_Given request_
Using the entries below, transcribe exactly the line containing "Put a dot on every instance of the green shrub." and each line that follows it to the end.

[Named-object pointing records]
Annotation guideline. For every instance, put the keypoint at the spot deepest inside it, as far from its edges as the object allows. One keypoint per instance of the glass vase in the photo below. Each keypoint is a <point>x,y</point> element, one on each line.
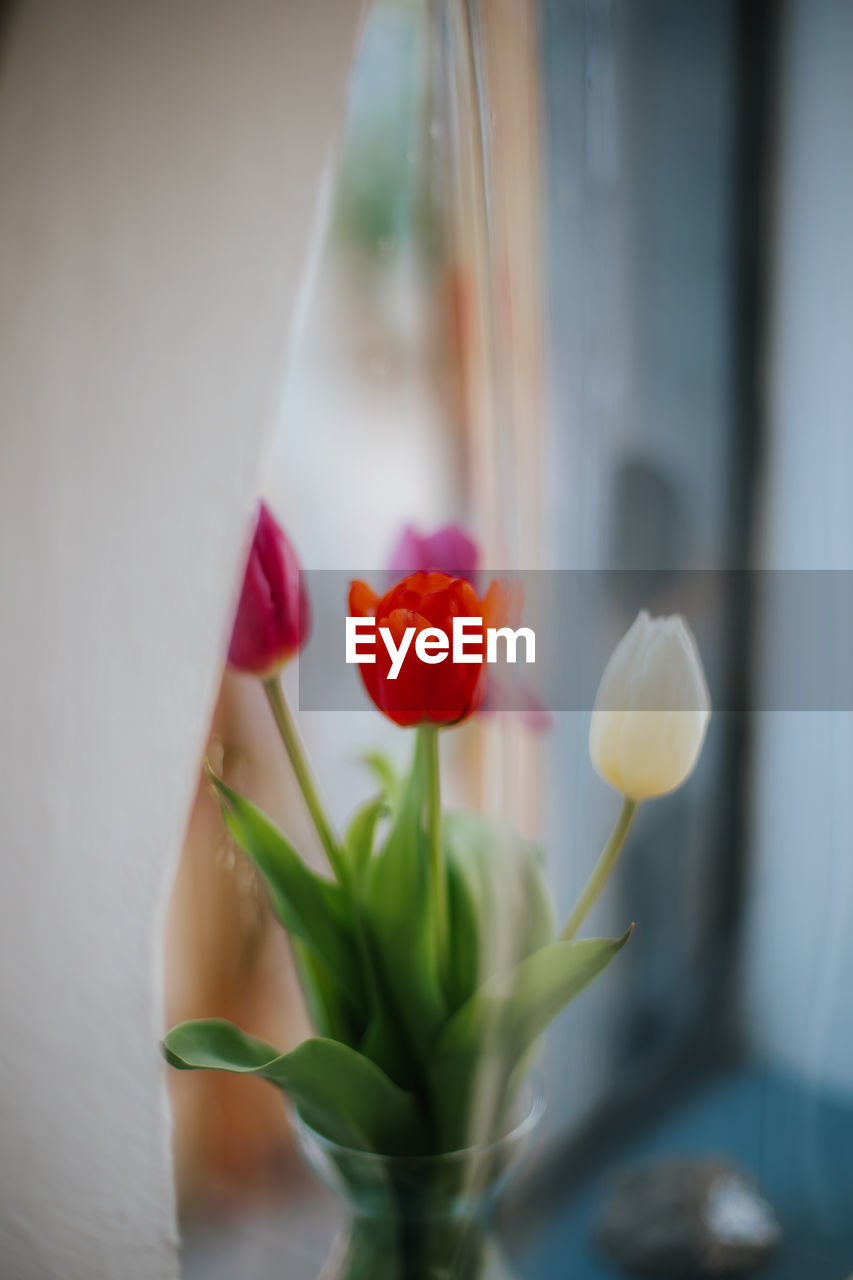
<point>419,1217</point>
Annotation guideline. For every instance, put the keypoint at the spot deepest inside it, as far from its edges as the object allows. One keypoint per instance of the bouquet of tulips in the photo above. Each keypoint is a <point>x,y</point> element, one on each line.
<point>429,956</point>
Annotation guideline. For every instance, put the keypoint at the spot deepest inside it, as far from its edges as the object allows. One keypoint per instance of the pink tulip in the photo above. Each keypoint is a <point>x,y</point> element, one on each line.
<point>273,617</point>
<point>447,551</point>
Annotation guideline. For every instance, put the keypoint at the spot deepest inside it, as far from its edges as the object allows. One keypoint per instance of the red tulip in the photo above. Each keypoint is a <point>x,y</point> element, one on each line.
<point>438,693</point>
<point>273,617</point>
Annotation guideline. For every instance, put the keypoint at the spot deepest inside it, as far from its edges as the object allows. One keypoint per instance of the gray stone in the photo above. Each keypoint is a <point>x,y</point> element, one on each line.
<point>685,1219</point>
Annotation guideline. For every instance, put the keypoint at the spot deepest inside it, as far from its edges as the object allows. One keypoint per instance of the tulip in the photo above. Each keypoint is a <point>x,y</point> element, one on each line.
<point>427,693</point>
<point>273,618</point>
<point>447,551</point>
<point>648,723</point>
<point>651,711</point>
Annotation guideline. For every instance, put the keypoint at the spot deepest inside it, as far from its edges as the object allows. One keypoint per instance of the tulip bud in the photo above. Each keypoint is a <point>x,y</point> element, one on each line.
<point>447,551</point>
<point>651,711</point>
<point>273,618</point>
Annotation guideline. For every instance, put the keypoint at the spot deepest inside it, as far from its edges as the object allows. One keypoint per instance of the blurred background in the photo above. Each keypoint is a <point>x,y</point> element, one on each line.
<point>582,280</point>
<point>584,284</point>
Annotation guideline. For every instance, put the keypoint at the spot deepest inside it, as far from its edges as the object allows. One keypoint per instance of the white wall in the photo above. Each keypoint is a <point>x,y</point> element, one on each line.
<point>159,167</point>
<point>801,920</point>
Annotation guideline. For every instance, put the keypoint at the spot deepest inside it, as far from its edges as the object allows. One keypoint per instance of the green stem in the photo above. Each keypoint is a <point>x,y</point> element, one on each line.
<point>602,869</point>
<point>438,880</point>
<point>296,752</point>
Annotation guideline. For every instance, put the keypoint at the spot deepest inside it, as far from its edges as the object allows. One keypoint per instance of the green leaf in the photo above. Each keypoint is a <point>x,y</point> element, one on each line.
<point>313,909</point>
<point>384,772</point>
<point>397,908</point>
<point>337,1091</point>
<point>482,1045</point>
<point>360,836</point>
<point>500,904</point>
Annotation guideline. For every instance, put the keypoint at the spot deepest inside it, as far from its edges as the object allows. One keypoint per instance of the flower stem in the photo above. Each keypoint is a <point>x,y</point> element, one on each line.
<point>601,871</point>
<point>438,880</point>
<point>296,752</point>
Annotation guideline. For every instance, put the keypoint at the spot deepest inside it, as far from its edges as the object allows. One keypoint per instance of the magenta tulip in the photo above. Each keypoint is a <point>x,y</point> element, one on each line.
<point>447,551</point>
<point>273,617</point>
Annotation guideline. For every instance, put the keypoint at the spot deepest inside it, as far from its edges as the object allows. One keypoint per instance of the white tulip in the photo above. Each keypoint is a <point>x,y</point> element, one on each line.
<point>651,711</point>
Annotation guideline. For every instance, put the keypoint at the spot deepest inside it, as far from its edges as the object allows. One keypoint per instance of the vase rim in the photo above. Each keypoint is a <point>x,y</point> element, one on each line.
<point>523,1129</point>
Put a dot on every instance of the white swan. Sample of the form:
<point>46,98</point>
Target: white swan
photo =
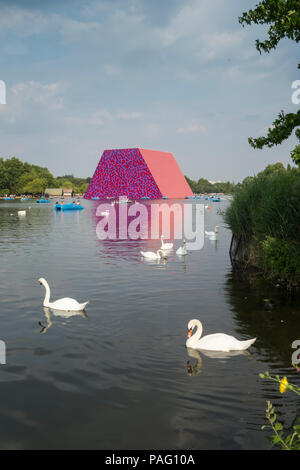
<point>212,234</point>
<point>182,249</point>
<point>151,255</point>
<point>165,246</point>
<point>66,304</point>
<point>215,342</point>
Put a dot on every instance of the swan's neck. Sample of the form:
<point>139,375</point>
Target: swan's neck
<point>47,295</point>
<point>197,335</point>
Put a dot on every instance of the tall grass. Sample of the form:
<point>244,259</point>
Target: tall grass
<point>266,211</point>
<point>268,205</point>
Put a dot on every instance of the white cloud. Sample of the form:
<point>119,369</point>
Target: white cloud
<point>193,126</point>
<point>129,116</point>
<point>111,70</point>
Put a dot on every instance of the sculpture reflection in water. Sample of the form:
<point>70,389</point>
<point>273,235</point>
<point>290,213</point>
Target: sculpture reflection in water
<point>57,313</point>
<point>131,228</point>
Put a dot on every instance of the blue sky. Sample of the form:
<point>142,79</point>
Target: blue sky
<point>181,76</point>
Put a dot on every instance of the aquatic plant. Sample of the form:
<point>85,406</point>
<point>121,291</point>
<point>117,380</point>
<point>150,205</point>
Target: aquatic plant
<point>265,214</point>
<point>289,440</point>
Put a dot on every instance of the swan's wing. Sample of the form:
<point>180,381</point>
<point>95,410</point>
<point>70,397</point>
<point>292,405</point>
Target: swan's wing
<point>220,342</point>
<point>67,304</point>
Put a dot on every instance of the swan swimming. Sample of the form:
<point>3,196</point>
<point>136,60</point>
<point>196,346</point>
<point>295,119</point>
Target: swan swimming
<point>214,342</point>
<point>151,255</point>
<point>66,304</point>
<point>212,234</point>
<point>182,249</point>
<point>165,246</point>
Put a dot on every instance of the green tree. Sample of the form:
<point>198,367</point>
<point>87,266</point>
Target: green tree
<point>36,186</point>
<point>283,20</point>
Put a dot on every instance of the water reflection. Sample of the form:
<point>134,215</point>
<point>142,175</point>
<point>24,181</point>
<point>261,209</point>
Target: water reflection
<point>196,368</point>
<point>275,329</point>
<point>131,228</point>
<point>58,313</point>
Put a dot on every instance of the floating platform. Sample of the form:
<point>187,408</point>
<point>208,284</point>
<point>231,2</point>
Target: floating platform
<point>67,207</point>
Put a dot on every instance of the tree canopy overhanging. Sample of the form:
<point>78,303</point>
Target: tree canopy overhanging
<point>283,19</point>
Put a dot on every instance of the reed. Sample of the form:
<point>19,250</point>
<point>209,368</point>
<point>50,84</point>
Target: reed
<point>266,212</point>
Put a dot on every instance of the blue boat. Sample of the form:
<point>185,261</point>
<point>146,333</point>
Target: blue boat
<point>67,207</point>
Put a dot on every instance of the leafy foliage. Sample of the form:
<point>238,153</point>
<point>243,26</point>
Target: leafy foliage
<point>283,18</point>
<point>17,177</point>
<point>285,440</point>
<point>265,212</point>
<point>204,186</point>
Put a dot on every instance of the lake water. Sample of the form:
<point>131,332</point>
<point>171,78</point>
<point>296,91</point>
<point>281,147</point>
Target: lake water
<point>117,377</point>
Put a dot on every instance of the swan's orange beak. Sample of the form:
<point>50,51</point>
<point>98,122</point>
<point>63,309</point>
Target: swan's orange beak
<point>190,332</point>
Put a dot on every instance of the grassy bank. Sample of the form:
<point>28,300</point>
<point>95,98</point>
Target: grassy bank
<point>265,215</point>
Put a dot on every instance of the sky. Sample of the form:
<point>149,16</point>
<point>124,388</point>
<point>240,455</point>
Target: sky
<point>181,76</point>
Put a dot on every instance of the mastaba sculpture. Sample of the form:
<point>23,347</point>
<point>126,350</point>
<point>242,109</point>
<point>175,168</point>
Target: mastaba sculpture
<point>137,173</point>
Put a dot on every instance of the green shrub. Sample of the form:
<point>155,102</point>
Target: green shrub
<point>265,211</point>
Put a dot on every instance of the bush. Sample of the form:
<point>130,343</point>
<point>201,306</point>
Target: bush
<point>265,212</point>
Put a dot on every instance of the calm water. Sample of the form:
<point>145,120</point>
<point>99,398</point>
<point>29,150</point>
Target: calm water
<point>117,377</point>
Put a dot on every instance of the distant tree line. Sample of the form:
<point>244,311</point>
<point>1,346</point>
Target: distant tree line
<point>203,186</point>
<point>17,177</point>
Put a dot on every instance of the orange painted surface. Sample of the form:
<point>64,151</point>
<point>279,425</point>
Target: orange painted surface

_Solution to this task_
Put a dot on every instance of the green shrub. Sample of the form:
<point>155,102</point>
Target: green shrub
<point>265,211</point>
Put a dot on every instance of the bush. Sample of the form:
<point>130,343</point>
<point>201,306</point>
Target: bush
<point>265,212</point>
Put a dot on every instance of the calm water. Sample of the form:
<point>145,120</point>
<point>99,398</point>
<point>29,150</point>
Target: calm water
<point>117,377</point>
Put a dot on every instance of the distant tree line. Sample of the form:
<point>244,311</point>
<point>1,346</point>
Target: distant tree line
<point>203,186</point>
<point>17,177</point>
Put a dot on every instance of the orange painted surface. Sample of the form:
<point>64,151</point>
<point>279,425</point>
Target: orange painted surface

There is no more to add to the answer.